* [Explore the material]:
a) In the text on anecdotes as health evidence, why does Jarry say that anecdotal evidence for a treatment comes only from survivors? Answer in one to three sentences.
b) Copy word for word a part of the text on anecdotes as health evidence: begin at the words "Does a seemingly" and stop after the words "reiki was responsible.".

Does a seemingly positive personal experience with a health treatment qualify as evidence that it works? According to biological scientist Jonathan Jarry, the answer is no, and he explains why in this video.

"The plural of anecdote is not data," Jarry emphasizes. So even if a large body of people testify that a treatment such as reiki, or energy healing, worked for them, the collective anecdotes qualify only as "dirty data," he says.

Jarry points to examples of how patients suffering from cancer, the flu, or diffuse pain may successfully try reiki treatment—but the reduction or elimination of symptoms does not necessarily mean that the reiki was responsible.

A pool of anecdotal evidence, or "dirty data," is contaminated by variables that were not controlled for, he explains. In the case of the cancer patient, flu patient, and pain patient, the data could be inherently faulty based on factors such as whether the cancer patient was actually healed from simultaneous chemotherapy, whether the flu patient would have seen a natural decline in symptoms anyways, and whether the pain patient experienced a placebo effect due to the financial investment of reiki therapy.

Moreover, Jarry points out, "dead men tell no tales," meaning that anecdotal evidence that a health treatment works comes only from the survivors: A cancer patient for whom reiki failed wouldn't have lived to say so.

In contrast to dirty data, "clean data" is supported by rigorous scientific experimentation that minimizes variability and biases. A clean data set, says Jarry, is essential for clinicians to make the right decisions.

* [Data listing]:
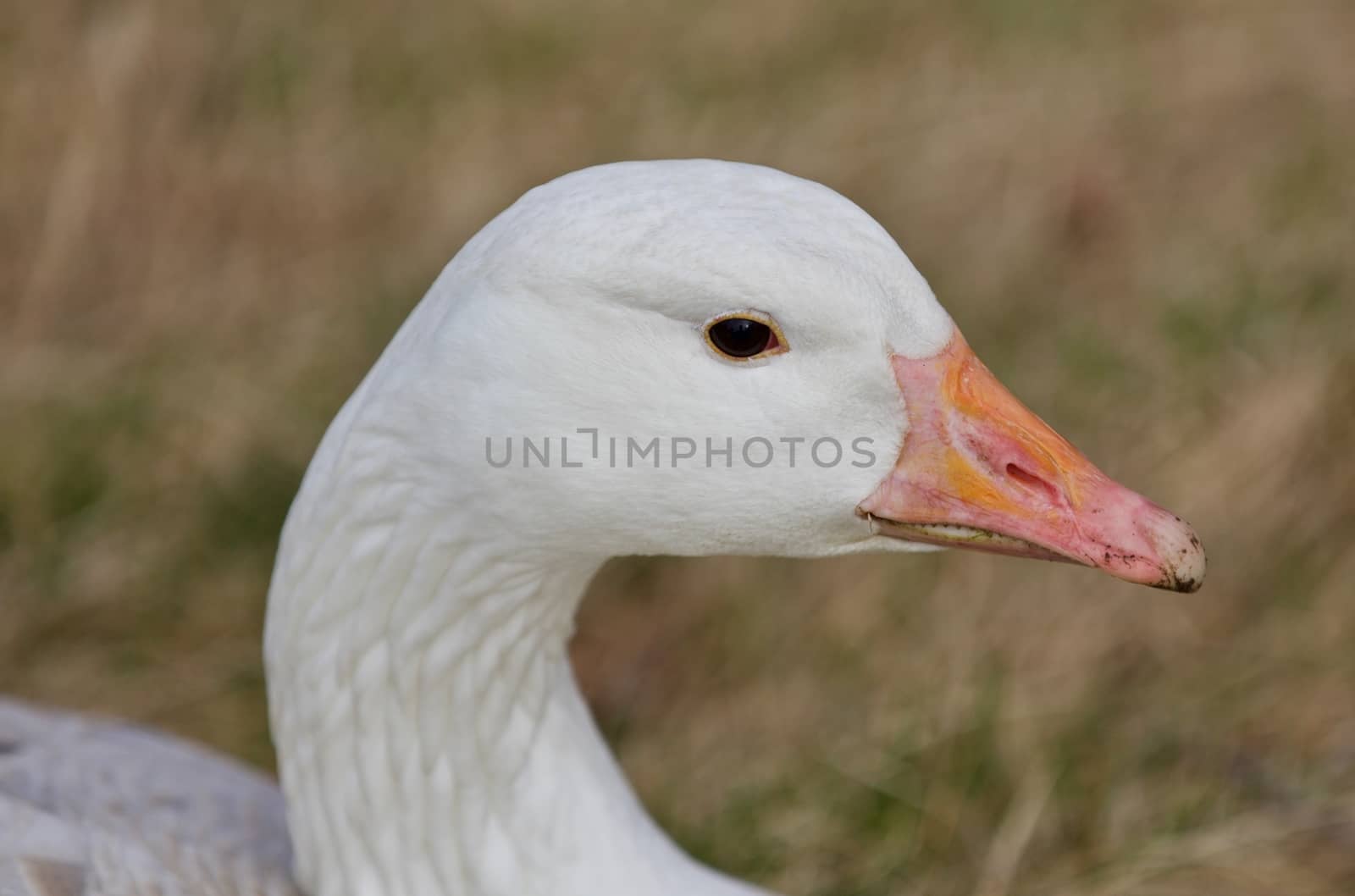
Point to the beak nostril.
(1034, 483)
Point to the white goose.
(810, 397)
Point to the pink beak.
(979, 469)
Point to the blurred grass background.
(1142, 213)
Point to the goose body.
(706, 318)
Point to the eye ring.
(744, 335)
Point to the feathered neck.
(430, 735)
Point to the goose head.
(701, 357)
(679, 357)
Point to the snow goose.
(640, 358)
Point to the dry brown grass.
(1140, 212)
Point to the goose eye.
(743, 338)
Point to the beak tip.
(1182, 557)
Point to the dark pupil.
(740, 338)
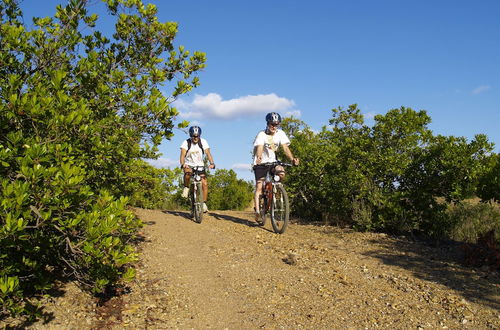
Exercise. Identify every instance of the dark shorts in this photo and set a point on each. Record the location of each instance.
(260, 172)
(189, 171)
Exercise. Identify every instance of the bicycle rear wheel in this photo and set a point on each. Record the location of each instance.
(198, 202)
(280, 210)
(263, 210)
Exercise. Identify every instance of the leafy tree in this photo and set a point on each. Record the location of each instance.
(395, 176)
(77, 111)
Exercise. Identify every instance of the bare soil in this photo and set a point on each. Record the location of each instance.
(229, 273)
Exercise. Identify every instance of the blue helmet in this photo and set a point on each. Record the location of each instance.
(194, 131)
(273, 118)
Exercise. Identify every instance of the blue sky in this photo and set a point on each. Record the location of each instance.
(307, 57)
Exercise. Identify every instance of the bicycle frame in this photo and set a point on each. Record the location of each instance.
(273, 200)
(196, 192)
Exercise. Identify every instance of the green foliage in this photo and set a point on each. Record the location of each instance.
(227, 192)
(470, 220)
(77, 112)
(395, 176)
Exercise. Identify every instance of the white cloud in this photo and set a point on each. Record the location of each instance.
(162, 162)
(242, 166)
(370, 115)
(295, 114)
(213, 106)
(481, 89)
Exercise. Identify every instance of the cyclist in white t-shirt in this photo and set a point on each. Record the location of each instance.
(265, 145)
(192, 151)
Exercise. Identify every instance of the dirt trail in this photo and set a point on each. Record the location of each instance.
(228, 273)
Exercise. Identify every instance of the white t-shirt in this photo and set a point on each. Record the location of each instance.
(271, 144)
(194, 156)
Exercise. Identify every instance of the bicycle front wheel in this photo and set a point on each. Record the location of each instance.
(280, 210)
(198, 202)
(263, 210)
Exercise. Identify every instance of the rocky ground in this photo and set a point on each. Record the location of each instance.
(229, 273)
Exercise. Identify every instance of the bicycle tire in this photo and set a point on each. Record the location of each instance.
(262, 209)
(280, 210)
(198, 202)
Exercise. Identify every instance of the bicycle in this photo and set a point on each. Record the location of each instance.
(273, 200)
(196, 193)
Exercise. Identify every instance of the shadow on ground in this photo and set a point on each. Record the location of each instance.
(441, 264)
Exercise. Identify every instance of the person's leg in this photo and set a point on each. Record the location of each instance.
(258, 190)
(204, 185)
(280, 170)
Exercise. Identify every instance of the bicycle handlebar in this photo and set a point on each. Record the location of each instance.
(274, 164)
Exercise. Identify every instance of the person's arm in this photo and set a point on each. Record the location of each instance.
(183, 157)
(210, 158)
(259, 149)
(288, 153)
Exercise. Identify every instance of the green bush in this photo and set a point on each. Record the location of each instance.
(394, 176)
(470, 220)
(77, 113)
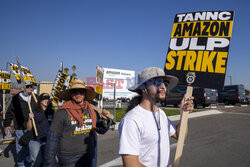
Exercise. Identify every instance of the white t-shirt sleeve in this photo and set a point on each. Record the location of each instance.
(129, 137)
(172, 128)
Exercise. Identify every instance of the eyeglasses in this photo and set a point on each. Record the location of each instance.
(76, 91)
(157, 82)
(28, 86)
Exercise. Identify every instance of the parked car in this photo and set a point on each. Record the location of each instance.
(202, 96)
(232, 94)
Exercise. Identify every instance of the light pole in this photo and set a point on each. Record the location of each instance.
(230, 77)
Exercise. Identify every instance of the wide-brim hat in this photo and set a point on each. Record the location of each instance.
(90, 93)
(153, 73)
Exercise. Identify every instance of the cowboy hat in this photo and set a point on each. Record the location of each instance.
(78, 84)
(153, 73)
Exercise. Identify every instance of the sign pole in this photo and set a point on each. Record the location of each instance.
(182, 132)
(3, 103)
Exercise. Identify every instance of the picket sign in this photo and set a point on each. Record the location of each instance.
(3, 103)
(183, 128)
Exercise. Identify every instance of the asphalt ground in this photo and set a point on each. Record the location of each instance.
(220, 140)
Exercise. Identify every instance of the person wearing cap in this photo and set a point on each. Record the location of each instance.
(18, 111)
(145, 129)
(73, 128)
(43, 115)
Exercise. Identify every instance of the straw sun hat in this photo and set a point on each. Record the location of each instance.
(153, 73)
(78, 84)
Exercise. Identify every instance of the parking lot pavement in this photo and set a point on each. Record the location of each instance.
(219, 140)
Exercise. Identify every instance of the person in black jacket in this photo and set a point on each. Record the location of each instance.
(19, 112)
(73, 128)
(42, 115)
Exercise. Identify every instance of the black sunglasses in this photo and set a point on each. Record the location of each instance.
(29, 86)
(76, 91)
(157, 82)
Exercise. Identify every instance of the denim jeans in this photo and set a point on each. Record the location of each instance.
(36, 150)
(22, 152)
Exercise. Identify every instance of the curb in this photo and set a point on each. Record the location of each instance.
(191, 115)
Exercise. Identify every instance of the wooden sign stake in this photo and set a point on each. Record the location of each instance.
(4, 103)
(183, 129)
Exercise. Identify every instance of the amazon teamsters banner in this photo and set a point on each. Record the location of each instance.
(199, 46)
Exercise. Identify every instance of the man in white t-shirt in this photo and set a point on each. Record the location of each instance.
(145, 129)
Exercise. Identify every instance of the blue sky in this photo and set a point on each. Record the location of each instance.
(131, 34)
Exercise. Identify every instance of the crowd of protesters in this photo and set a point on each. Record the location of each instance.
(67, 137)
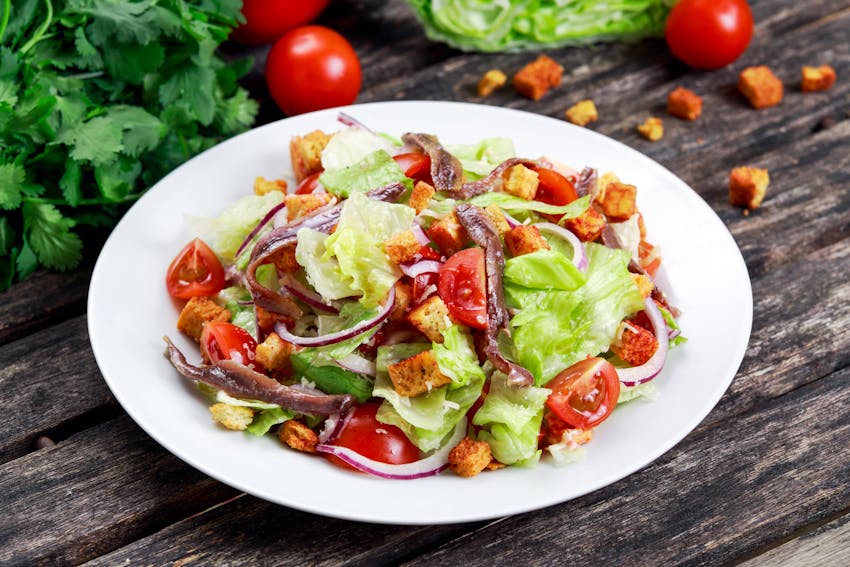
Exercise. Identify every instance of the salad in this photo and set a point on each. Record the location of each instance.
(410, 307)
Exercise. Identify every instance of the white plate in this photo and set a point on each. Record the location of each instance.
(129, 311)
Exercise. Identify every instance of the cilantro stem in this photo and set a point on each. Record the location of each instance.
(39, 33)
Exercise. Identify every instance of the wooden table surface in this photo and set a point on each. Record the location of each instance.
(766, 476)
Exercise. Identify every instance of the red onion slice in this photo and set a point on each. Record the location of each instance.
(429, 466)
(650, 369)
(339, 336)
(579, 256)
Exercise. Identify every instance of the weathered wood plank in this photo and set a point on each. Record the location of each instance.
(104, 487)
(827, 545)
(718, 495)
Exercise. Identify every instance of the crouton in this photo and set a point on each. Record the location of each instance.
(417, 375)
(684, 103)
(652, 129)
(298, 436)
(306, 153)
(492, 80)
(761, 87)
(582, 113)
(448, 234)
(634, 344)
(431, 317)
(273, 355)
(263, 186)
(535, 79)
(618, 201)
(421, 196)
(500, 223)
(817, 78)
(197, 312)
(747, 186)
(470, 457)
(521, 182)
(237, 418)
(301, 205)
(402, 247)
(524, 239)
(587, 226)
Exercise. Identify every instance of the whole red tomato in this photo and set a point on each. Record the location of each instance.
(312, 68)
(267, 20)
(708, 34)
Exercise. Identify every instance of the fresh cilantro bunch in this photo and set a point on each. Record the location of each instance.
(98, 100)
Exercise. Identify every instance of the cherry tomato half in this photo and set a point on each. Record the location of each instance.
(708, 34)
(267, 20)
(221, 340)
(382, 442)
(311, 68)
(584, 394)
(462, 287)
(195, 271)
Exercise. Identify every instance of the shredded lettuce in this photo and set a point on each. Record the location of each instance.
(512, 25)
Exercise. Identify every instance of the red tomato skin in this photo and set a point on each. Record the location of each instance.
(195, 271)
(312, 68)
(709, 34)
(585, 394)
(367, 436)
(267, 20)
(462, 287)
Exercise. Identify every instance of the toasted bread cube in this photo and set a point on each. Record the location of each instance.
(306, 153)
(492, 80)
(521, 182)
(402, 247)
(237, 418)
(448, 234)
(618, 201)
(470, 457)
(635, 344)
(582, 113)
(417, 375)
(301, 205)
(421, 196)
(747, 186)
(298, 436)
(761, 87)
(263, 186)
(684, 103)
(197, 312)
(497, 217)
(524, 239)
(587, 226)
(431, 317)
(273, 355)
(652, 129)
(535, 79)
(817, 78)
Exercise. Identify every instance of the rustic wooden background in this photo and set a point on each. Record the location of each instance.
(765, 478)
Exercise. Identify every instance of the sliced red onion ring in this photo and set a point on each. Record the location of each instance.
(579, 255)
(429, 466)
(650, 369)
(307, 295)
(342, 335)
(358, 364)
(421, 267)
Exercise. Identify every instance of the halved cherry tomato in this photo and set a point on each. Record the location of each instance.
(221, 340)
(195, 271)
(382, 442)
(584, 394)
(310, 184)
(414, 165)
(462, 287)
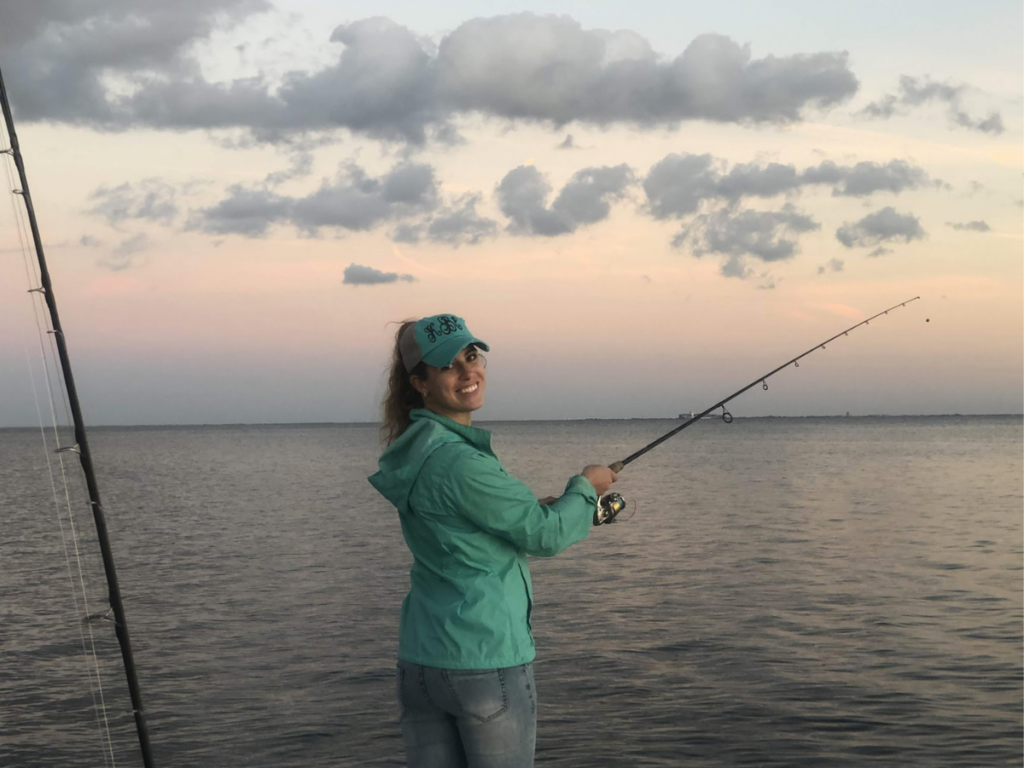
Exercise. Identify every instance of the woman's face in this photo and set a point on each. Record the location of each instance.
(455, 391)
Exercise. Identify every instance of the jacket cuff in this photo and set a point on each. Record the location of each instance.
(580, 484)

* [Responses to the exercise]:
a) Dead men tell no tales. A cancer patient for whom reiki failed wouldn't have lived to say so, so only those who survived are left to report that it worked.

b)
Does a seemingly positive personal experience with a health treatment qualify as evidence that it works? According to biological scientist Jonathan Jarry, the answer is no, and he explains why in this video.

"The plural of anecdote is not data," Jarry emphasizes. So even if a large body of people testify that a treatment such as reiki, or energy healing, worked for them, the collective anecdotes qualify only as "dirty data," he says.

Jarry points to examples of how patients suffering from cancer, the flu, or diffuse pain may successfully try reiki treatment—but the reduction or elimination of symptoms does not necessarily mean that the reiki was responsible.